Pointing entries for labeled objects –

:::::

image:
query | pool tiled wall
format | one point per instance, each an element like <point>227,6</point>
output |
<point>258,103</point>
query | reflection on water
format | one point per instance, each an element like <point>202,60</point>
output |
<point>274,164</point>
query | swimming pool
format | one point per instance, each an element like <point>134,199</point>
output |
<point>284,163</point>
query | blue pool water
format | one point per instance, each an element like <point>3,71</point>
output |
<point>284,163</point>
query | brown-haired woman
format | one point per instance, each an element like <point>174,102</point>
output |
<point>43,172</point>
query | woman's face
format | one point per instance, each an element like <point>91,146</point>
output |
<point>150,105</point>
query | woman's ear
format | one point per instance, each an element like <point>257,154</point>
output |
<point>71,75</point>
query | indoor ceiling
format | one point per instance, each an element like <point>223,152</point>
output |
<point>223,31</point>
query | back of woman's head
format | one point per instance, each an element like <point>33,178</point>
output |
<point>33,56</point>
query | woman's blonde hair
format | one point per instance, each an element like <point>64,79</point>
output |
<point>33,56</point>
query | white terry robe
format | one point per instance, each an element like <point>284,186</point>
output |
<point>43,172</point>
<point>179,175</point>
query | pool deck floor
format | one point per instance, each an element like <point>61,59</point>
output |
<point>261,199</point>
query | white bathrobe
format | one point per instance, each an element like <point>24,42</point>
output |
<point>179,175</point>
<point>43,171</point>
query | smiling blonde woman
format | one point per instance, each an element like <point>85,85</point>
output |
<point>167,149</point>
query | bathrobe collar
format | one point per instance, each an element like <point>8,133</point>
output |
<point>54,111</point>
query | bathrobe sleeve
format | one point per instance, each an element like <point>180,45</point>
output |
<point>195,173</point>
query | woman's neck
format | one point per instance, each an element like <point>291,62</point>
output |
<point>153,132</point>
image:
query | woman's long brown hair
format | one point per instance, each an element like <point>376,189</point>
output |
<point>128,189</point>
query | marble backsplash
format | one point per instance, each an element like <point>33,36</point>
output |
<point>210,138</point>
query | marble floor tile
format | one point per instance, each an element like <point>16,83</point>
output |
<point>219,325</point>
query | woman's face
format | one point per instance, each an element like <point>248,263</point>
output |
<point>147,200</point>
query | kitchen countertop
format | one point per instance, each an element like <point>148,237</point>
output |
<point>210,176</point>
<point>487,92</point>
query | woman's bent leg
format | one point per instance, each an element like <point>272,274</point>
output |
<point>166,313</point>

:::::

Your instructions – Render all of the items above as a JSON list of strings, with one string per line and blank lines omitted.

Result –
[
  "image:",
  "query | pool tiled wall",
  "format | one point per instance, each an element like <point>227,6</point>",
  "output |",
  "<point>258,103</point>",
  "query | reflection on water",
  "format | one point per instance, each an element like <point>202,60</point>",
  "output |",
  "<point>274,164</point>",
  "query | swimming pool",
  "format | one point per instance, each an element like <point>134,199</point>",
  "output |",
  "<point>284,163</point>",
  "query | blue pool water",
  "format | one point per instance, each an element like <point>3,71</point>",
  "output |",
  "<point>284,163</point>",
  "query | brown-haired woman",
  "format | one point per instance, each an element like <point>174,102</point>",
  "output |",
  "<point>43,172</point>",
  "query | woman's face",
  "format | one point per instance, each an element like <point>91,146</point>",
  "output |",
  "<point>150,105</point>",
  "query | woman's ear",
  "format | one point per instance, each an element like <point>257,154</point>",
  "output |",
  "<point>71,75</point>",
  "query | indoor ceiling",
  "format | one point per instance, each an element like <point>223,152</point>",
  "output |",
  "<point>223,31</point>",
  "query | back of woman's head",
  "format | one point per instance, each an element like <point>33,178</point>",
  "output |",
  "<point>33,56</point>",
  "query | woman's blonde hair",
  "format | one point per instance, each an element like <point>64,79</point>",
  "output |",
  "<point>33,56</point>",
  "query | white terry robe",
  "format | one point per instance, each an element like <point>284,186</point>",
  "output |",
  "<point>43,172</point>",
  "<point>179,175</point>",
  "query | pool deck floor",
  "format | one point per instance, each an element like <point>61,59</point>",
  "output |",
  "<point>261,199</point>",
  "query | white bathrobe",
  "format | one point per instance, each an element like <point>24,42</point>",
  "output |",
  "<point>179,175</point>",
  "<point>43,171</point>",
  "query | smiling blonde woman",
  "format | one point per instance, each an element like <point>85,85</point>",
  "output |",
  "<point>167,149</point>",
  "query | bathrobe collar",
  "format | one point per instance, each an element like <point>8,133</point>",
  "output |",
  "<point>54,111</point>",
  "query | bathrobe sleeve",
  "format | one point per instance, each an element like <point>180,45</point>",
  "output |",
  "<point>195,173</point>",
  "query | woman's neck",
  "format | one point per instance, each an element like <point>291,62</point>",
  "output |",
  "<point>153,132</point>",
  "image:",
  "query | woman's long brown hair",
  "format | one point per instance, each an element like <point>376,189</point>",
  "output |",
  "<point>128,189</point>",
  "query | marble backsplash",
  "format | one point per instance, each an element like <point>33,36</point>",
  "output |",
  "<point>210,138</point>",
  "query | marble floor tile",
  "format | one point per instance, each an element like <point>16,83</point>",
  "output |",
  "<point>219,325</point>",
  "query | woman's face",
  "format | one point per instance, each an element like <point>248,263</point>",
  "output |",
  "<point>147,200</point>",
  "query | kitchen countertop",
  "format | one point per instance, each an element like <point>148,237</point>",
  "output |",
  "<point>210,176</point>",
  "<point>487,92</point>",
  "query | woman's bent leg",
  "format | one point per instance, each an element like <point>272,274</point>",
  "output |",
  "<point>166,313</point>"
]